> **EXERCISE OBJECTIVE**:
Collect every line in the entries below that contains the word "floorboard", and copy each such line in full.

> **PROVIDED DATA**:
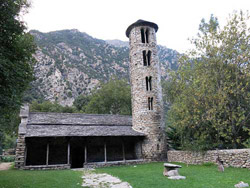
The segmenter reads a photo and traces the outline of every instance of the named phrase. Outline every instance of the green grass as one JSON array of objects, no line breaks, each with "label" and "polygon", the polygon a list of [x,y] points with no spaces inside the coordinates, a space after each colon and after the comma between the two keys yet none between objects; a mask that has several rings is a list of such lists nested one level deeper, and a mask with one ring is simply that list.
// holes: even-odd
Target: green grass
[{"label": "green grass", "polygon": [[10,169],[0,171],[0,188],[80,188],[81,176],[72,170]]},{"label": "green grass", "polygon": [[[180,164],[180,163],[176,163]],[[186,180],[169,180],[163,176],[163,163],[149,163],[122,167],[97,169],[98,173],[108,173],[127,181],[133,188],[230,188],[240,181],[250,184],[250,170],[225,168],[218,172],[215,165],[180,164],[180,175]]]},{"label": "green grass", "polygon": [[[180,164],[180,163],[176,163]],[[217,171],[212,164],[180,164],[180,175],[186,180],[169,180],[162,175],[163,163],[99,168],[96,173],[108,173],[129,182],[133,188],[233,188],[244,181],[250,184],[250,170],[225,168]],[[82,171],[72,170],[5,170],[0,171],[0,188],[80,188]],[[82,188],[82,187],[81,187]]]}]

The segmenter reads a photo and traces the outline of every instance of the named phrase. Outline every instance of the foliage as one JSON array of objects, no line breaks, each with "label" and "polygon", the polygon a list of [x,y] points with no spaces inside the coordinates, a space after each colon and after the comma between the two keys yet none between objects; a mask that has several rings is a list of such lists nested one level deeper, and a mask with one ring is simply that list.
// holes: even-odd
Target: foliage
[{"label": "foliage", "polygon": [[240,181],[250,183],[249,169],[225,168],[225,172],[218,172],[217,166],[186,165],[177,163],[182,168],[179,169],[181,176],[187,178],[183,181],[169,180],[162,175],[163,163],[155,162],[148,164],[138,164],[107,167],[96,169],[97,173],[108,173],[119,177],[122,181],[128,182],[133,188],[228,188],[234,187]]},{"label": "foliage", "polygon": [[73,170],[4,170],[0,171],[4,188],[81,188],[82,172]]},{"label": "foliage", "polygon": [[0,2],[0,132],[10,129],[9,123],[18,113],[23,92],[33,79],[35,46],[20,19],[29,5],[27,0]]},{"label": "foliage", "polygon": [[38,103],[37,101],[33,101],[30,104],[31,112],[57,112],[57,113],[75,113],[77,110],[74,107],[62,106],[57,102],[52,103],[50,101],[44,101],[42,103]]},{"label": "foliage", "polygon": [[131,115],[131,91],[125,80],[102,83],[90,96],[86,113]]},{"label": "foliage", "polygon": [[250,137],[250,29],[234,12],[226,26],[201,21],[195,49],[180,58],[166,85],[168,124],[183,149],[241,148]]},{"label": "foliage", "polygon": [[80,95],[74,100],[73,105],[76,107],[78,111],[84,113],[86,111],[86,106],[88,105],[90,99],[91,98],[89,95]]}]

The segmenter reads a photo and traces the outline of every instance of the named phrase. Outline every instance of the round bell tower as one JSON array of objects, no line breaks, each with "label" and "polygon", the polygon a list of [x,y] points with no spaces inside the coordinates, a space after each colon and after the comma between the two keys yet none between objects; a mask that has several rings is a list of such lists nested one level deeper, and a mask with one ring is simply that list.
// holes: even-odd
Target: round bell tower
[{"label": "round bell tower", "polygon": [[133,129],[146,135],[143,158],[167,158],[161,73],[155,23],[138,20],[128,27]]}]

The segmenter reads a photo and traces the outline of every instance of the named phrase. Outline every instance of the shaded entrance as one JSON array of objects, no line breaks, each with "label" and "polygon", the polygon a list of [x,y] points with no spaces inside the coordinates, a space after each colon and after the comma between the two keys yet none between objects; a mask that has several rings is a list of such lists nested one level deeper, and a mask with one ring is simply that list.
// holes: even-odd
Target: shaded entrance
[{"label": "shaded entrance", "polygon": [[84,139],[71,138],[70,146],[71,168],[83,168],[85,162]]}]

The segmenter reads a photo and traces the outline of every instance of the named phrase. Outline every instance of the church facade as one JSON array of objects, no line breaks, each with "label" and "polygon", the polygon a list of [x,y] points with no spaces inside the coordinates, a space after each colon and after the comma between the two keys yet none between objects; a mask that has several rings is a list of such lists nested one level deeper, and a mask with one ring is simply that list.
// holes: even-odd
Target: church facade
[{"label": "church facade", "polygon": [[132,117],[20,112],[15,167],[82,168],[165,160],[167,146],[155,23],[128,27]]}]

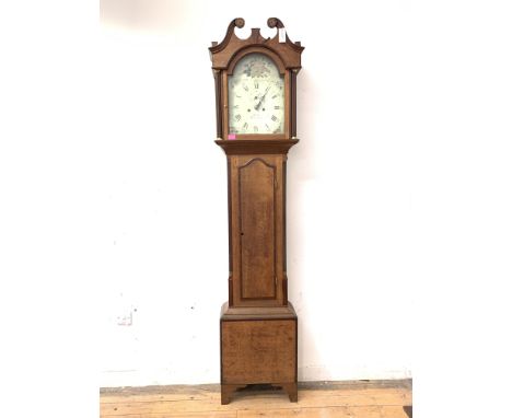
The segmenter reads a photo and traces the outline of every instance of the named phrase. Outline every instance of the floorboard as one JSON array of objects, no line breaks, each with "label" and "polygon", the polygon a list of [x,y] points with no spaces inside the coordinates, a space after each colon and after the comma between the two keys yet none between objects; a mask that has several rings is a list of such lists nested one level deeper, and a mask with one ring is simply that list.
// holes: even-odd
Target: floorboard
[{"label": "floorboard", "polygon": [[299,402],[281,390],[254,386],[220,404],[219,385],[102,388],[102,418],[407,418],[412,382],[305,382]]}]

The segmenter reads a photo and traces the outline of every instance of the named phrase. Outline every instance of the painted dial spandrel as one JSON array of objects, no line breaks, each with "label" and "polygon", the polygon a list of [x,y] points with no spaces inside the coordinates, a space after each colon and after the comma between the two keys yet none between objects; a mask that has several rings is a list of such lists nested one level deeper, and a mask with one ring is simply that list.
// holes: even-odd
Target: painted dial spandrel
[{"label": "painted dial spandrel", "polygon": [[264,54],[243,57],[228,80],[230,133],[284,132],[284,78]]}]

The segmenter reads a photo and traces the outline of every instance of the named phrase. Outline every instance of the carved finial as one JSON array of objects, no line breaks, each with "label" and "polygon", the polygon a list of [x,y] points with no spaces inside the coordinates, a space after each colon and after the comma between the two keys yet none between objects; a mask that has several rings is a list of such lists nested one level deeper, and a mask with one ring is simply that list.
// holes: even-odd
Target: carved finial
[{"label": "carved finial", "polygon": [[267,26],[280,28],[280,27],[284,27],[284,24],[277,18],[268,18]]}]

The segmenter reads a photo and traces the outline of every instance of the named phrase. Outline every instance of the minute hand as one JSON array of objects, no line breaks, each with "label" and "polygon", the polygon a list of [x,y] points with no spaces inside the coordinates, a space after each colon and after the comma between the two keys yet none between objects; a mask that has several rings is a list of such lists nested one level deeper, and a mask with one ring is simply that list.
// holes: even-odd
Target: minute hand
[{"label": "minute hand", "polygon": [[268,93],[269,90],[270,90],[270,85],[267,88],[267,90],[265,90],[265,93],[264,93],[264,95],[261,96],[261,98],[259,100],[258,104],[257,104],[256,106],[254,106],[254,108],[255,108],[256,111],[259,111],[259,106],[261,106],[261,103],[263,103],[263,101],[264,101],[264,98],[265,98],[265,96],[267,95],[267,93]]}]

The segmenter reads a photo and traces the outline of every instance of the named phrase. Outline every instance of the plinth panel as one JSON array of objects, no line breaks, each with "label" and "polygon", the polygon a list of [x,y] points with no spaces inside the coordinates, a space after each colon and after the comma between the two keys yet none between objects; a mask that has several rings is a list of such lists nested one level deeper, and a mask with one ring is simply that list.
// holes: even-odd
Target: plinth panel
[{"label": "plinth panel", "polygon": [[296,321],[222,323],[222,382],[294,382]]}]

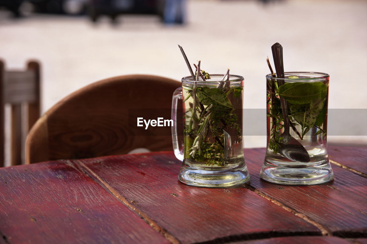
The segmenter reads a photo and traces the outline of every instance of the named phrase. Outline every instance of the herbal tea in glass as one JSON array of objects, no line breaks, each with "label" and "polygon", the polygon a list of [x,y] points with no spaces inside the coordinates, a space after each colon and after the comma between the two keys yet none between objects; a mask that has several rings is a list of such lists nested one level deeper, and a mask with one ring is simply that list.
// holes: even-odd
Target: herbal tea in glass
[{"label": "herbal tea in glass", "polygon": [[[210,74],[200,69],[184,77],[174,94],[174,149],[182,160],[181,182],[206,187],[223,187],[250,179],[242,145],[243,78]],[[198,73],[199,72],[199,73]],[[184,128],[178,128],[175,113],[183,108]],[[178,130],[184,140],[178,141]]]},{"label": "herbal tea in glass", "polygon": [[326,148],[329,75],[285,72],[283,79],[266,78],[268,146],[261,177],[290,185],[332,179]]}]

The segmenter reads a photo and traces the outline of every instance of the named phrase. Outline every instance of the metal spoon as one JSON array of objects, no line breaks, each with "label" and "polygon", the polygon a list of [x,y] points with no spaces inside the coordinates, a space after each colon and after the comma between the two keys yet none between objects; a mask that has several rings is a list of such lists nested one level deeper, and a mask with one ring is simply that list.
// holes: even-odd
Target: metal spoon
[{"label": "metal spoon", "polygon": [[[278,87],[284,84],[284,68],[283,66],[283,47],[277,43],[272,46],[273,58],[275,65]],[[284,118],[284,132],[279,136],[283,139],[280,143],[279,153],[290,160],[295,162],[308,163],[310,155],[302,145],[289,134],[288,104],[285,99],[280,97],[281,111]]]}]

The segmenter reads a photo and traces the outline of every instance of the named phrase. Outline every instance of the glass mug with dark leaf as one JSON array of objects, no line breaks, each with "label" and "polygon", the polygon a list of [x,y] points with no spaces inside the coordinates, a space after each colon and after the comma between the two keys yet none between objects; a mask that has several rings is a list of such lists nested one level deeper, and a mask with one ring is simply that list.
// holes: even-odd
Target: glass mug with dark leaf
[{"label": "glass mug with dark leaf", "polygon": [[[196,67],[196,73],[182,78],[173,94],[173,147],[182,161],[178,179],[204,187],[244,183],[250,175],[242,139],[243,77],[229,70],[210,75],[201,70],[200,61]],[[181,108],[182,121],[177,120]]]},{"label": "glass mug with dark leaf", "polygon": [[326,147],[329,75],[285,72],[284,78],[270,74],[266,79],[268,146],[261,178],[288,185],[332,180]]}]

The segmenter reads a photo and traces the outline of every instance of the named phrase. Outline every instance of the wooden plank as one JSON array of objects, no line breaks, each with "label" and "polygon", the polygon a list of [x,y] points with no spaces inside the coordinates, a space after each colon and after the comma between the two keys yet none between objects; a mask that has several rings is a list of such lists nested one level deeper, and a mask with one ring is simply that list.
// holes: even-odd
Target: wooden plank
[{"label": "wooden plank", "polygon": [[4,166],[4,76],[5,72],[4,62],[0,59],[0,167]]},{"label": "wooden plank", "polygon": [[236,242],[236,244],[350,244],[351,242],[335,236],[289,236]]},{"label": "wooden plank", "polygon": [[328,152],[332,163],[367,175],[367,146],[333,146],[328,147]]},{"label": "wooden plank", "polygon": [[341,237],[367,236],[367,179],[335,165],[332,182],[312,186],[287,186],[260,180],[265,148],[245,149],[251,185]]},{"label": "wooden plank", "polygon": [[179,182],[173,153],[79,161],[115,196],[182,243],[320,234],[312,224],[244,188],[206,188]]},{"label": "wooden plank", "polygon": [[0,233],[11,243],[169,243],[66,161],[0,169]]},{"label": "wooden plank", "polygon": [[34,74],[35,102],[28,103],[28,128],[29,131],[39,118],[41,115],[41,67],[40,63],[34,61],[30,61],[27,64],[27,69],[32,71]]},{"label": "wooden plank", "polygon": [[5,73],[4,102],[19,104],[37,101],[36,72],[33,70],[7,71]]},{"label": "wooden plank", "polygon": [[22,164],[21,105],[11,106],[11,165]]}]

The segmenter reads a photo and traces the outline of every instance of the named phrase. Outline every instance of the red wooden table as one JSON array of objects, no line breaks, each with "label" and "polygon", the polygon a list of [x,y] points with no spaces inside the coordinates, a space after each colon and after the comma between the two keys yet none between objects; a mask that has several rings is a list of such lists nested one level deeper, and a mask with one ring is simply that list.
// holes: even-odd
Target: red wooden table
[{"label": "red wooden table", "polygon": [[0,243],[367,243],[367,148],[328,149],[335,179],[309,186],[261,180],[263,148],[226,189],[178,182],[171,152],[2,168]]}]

> **FULL RESPONSE**:
The segmenter reads a photo and traces the outline of every instance of the named phrase. Outline every instance of the floorboard as one JSON array of objects, no line breaks, each with "label" and "polygon", the polygon a list of [x,y] points with no spaces inside the coordinates, a space after each colon and after the comma between the two keys yet none between objects; a mask that has several rings is a list of such lists nested one level deeper, and a mask with one ring is simply that list.
Target: floorboard
[{"label": "floorboard", "polygon": [[299,402],[281,390],[254,386],[220,404],[219,385],[102,388],[102,418],[407,418],[412,382],[305,382]]}]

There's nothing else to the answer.